Excerpted data:
+-------+
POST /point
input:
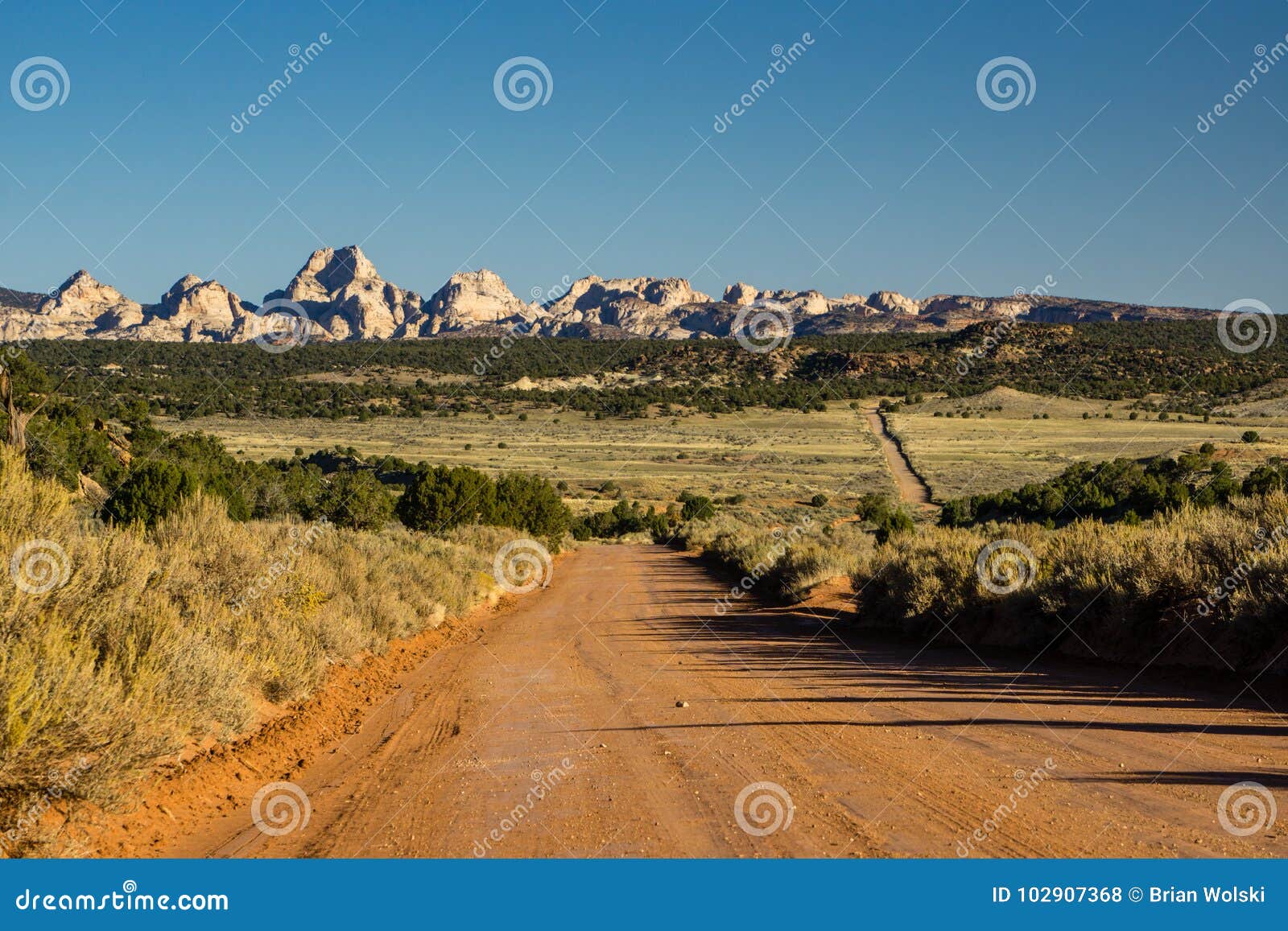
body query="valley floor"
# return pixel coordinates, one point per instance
+-------+
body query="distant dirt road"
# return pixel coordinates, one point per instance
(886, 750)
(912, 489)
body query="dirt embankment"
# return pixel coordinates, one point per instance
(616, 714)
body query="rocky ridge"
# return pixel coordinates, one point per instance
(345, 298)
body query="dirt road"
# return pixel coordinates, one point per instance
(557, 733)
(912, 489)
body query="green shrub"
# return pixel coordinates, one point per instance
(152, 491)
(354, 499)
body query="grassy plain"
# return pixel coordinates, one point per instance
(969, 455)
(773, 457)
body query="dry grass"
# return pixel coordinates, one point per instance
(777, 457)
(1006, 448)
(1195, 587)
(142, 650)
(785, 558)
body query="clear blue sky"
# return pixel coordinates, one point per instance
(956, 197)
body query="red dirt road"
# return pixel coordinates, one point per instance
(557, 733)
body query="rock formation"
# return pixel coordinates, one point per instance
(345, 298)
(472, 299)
+-------+
Task objective: Please show every line of the records above that contains the string "body", copying each line in full.

Exercise output:
body query="valley floor"
body query="distant dirt road"
body query="dirt embankment"
body query="rocky ridge"
body query="dirt road"
body query="green shrub"
body query="grassy plain"
body query="dry grass"
body query="clear blue sky"
body query="red dirt road"
body query="rock formation"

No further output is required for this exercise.